◆ **Stated task**
Switch every "photo" in the listing below to "image" and repeat the lines with nothing else changed. Omit the pictures from your copy.

◆ **Task material**
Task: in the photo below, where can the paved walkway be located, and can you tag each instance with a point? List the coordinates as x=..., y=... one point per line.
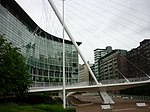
x=121, y=105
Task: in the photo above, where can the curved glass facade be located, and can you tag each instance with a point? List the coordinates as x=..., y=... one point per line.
x=43, y=52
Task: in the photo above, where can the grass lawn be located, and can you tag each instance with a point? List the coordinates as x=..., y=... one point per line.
x=12, y=107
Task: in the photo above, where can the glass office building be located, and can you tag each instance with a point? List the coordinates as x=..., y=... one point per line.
x=42, y=51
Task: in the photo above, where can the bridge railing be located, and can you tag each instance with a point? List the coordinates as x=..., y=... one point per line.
x=145, y=98
x=112, y=81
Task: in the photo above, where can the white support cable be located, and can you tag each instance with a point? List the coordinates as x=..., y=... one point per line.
x=123, y=76
x=72, y=39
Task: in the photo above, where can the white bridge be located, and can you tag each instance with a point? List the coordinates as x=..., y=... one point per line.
x=105, y=85
x=101, y=87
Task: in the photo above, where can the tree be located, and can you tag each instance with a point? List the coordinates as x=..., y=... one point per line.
x=14, y=76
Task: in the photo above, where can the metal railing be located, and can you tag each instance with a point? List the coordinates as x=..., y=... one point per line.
x=110, y=81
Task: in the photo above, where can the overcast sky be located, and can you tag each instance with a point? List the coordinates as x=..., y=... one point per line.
x=121, y=24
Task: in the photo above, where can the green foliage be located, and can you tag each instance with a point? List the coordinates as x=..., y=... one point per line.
x=14, y=76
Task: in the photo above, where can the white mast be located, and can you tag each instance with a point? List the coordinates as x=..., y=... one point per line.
x=64, y=92
x=72, y=39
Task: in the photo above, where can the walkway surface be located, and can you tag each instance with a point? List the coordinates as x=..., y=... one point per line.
x=121, y=105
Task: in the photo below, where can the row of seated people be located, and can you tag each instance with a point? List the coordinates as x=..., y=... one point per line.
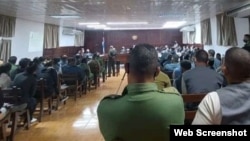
x=28, y=74
x=143, y=112
x=199, y=78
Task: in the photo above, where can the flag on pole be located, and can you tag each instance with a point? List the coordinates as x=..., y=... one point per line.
x=103, y=44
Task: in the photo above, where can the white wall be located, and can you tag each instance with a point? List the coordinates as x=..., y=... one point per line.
x=21, y=40
x=241, y=25
x=66, y=40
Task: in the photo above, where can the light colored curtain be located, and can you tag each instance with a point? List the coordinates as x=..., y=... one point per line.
x=206, y=37
x=5, y=49
x=51, y=36
x=192, y=37
x=185, y=37
x=79, y=39
x=226, y=33
x=7, y=26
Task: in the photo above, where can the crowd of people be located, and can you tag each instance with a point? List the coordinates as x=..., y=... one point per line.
x=27, y=72
x=157, y=77
x=145, y=111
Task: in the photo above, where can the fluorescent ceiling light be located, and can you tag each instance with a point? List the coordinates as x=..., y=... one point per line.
x=125, y=23
x=90, y=23
x=133, y=28
x=174, y=24
x=98, y=26
x=65, y=17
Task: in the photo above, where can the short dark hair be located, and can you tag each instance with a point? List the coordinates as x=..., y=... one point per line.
x=31, y=68
x=12, y=59
x=237, y=62
x=23, y=63
x=211, y=52
x=185, y=64
x=71, y=61
x=201, y=56
x=143, y=60
x=5, y=68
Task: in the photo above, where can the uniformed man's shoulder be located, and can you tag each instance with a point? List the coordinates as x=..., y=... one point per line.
x=112, y=97
x=170, y=90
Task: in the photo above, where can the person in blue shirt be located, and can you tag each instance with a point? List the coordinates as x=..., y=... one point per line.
x=72, y=68
x=175, y=63
x=217, y=62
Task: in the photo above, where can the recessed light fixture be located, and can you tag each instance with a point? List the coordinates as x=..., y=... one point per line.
x=174, y=24
x=89, y=23
x=133, y=28
x=98, y=26
x=65, y=16
x=126, y=23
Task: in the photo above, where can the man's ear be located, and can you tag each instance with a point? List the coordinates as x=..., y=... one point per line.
x=224, y=69
x=127, y=68
x=157, y=71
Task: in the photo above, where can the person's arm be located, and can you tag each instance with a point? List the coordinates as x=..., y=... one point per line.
x=33, y=87
x=183, y=86
x=209, y=110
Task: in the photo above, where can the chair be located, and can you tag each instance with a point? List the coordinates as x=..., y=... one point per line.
x=5, y=133
x=71, y=80
x=12, y=96
x=42, y=98
x=62, y=89
x=191, y=98
x=95, y=69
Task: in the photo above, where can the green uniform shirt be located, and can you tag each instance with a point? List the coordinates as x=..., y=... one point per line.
x=142, y=113
x=162, y=81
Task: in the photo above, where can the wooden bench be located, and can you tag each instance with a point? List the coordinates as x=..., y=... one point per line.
x=191, y=98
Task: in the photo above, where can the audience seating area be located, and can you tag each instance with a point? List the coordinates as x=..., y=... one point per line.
x=69, y=87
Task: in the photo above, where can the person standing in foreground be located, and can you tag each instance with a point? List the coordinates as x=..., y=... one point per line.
x=231, y=104
x=142, y=112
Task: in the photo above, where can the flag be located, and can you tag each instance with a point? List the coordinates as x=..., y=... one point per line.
x=103, y=44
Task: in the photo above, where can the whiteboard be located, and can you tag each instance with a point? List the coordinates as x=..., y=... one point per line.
x=35, y=42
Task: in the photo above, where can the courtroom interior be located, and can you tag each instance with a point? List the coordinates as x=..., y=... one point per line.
x=121, y=70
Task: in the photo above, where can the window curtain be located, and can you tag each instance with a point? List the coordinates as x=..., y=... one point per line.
x=51, y=36
x=79, y=39
x=7, y=26
x=5, y=49
x=192, y=37
x=226, y=33
x=185, y=37
x=206, y=37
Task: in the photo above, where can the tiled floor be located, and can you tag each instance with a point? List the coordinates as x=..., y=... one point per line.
x=75, y=121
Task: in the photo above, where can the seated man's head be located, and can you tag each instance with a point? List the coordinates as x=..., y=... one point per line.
x=246, y=38
x=71, y=61
x=236, y=67
x=12, y=59
x=211, y=53
x=5, y=68
x=201, y=58
x=185, y=65
x=31, y=67
x=23, y=63
x=143, y=64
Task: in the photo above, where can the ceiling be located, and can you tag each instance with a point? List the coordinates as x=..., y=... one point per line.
x=154, y=12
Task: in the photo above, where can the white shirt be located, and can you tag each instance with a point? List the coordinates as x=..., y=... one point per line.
x=209, y=110
x=5, y=80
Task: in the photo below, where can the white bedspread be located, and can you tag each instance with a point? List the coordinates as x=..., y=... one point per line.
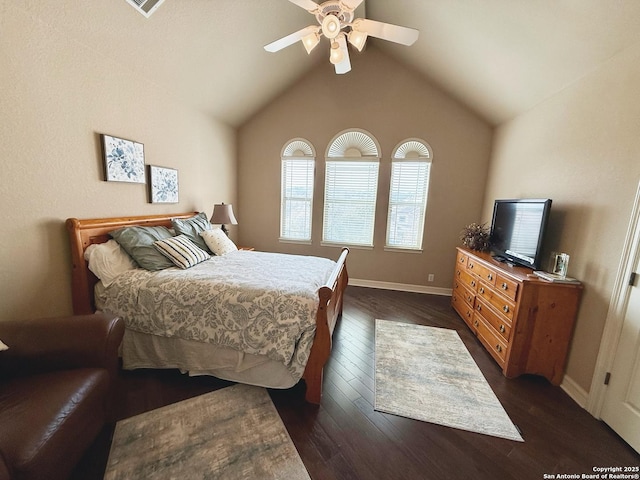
x=254, y=302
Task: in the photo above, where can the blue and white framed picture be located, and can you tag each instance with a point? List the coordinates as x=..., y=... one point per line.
x=163, y=185
x=123, y=160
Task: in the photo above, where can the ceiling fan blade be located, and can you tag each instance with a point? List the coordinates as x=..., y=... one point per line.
x=308, y=5
x=290, y=39
x=351, y=4
x=345, y=65
x=386, y=31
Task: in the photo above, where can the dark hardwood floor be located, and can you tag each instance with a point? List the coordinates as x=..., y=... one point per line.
x=344, y=438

◆ **In response**
Task: in the image below, where can the paved walkway be located, and can you tag each instance with a point? List the coordinates as x=..., y=... one point per line.
x=121, y=105
Task: in the image above, where can the curved glass facade be located, and can you tag each instance with a point? List the coordinates as x=..., y=... one point per line.
x=43, y=52
Task: in the image above, where can the grass lawn be located, and can you tag each instance with a point? List the coordinates as x=..., y=... one point per line.
x=12, y=107
Task: in the image above, where can the glass office building be located, and can you tag each instance with a point? List the coordinates as x=..., y=... one point per line.
x=42, y=51
Task: in the image above, where can the bridge railing be located, and can you tag each instance with a point? List the coordinates as x=..., y=... one point per line.
x=145, y=98
x=112, y=81
Task: in the image above, where can the white support cable be located, and can you tag each instance with a point? List the coordinates as x=..., y=... one point per line.
x=123, y=76
x=72, y=39
Task: in the image above, where can the white bridge be located, and can you tag each instance with a point? List the coordinates as x=..., y=... one point per line.
x=105, y=85
x=101, y=87
Task: in the image above, where can the tree be located, and can you tag each instance with a point? List the coordinates as x=..., y=... one point per line.
x=14, y=76
Task: in the image above, where can the metal railing be located, and can you tag each instance with a point? List the coordinates as x=..., y=... one point per line.
x=110, y=81
Task: in the image above, where can the overcast sky be located, and can you tag each instance with a point? List the coordinates as x=..., y=... one point per line.
x=121, y=24
Task: in the image above, where can the green foliage be located, and can you tag each instance with a point? List the coordinates as x=..., y=... one point per line.
x=14, y=76
Task: in the image above, where can the white mast be located, and can you tag each instance with a point? List the coordinates as x=..., y=... one point per line.
x=64, y=92
x=72, y=39
Task: in the image above, where can the walkway surface be located, and can you tag each instance with a point? List the coordinates as x=..., y=... one point per line.
x=121, y=105
Task: in the image below, where can the row of seated people be located, and can you tag each instance with a point? List the coordinates as x=..., y=... one point per line.
x=28, y=74
x=143, y=112
x=199, y=78
Task: in the image above, where can the flag on pole be located, and can you tag each instance with a point? List the coordinates as x=..., y=... one point per line.
x=103, y=44
Task: in the image above, where can the white wall be located, and can you tag each instance with a point? List the coordinates as x=..., y=... one point per line.
x=21, y=40
x=241, y=25
x=66, y=40
Task: in the image above, where can the light colored curtain be located, and can you tag each instance with a point? List the coordinates as x=..., y=... one point per line.
x=206, y=37
x=5, y=49
x=51, y=36
x=192, y=37
x=185, y=37
x=79, y=39
x=226, y=33
x=7, y=26
Task: in the image above, where can the crowd of people be located, and can you tag each instance with a point? List the coordinates as x=..., y=... one point per line.
x=27, y=72
x=157, y=77
x=145, y=111
Task: in the image above, where can the fluorescent ceiling light be located, and can you tag each instance with a point? List the coordinates as x=..., y=... one point per line.
x=125, y=23
x=90, y=23
x=133, y=28
x=174, y=24
x=98, y=26
x=65, y=17
Task: in the image above, where can the short dark hair be located, and can you tag each instance with a point? List the coordinates as x=..., y=... one point per line.
x=31, y=68
x=12, y=59
x=237, y=62
x=23, y=63
x=211, y=52
x=185, y=64
x=71, y=61
x=201, y=56
x=143, y=60
x=5, y=68
Task: in the image above, where can the uniformed man's shoulder be located, and can you tag each instance with a point? List the coordinates as x=..., y=... one point per line.
x=112, y=97
x=170, y=90
Task: in the image above, where can the person in blue shirt be located, and can you tag each instance with a point? List the coordinates as x=..., y=... one point per line.
x=72, y=68
x=175, y=63
x=217, y=62
Task: in the image above, where can the recessed light fixture be located, and can you tag each instance with a point? List the coordinates as x=..., y=... one point per line.
x=174, y=24
x=89, y=23
x=133, y=28
x=98, y=26
x=65, y=16
x=126, y=23
Task: in the image above, where can the man's ear be located, and can you tag each instance with a point? List the coordinates as x=..., y=... one point per line.
x=224, y=69
x=127, y=68
x=157, y=71
Task: in the image above, where can the person's arm be located, and can you tag each instance with a point? List the coordinates as x=..., y=... one point per line.
x=33, y=87
x=183, y=86
x=209, y=110
Task: in the image above, where can the chair be located, and can you tag each instance with a point? List the coordinates as x=..., y=... one point per line.
x=5, y=133
x=71, y=80
x=12, y=96
x=42, y=98
x=62, y=89
x=191, y=98
x=95, y=69
Task: in the image above, where can the green uniform shirt be located, and can you tag each instance with a point? List the coordinates as x=..., y=... one point per line.
x=142, y=113
x=162, y=81
Task: in the image above, where can the wooden bench be located, and can you tag each instance with a point? List the coordinates as x=..., y=... one point per line.
x=191, y=98
Task: in the image above, where can the audience seating area be located, and can you tag each instance with a point? List the coordinates as x=..., y=... one point per line.
x=69, y=87
Task: in the image above, where can the person standing in foreground be located, and can you tag each instance with a point? List the coordinates as x=..., y=... one point per line.
x=231, y=104
x=142, y=112
Task: in the image above, where can the flag be located, and can you tag each instance with a point? List the coordinates as x=..., y=... one point per line.
x=103, y=44
Task: in the image above, where can the whiteboard be located, and can you tag each instance with a point? List the coordinates as x=..., y=... one point per line.
x=35, y=42
Task: in the image above, where can the courtroom interior be located, and can you tag each instance with a point? List the coordinates as x=..., y=... one point per line.
x=121, y=70
Task: in the image above, where can the window curtain be located, and can you tag each instance with a point? List the coordinates as x=..., y=... one point per line.
x=51, y=36
x=79, y=39
x=7, y=26
x=5, y=49
x=192, y=37
x=226, y=33
x=185, y=37
x=206, y=37
Task: in the image above, where can the tiled floor be located, and can you tag each instance with a point? List the coordinates as x=..., y=... one point per line.
x=75, y=121
Task: in the image above, where can the seated man's head be located, and can you tag each instance with a point? List the coordinates as x=..., y=... one point per line.
x=246, y=38
x=71, y=61
x=236, y=67
x=12, y=59
x=211, y=53
x=5, y=68
x=201, y=58
x=185, y=65
x=31, y=67
x=23, y=63
x=143, y=64
Task: in the image above, where can the ceiling be located, and can you tag each instance with a point? List the coordinates as x=..., y=... one point per line.
x=154, y=12
Task: in the image above, where can the white shirt be located, and can you tag each instance with a point? List the coordinates as x=..., y=... one point per line.
x=209, y=110
x=5, y=80
Task: in the image below, where can the white bedspread be located, and can you tag each instance with a point? List the coordinates as x=..., y=... one point per line.
x=254, y=302
Task: in the image above, where can the blue and white framed picture be located, and can you tag each instance with a point? List the coordinates as x=..., y=... one point per line.
x=163, y=185
x=123, y=160
Task: in the image above, where can the ceiling fan blade be located, and can you tag each instance with a point? List the coordinates as x=..., y=... one point per line.
x=308, y=5
x=290, y=39
x=351, y=4
x=345, y=65
x=386, y=31
Task: in the image above, where can the dark hardwood floor be located, and can you tag each instance with a point? List the coordinates as x=..., y=... one point per line.
x=344, y=438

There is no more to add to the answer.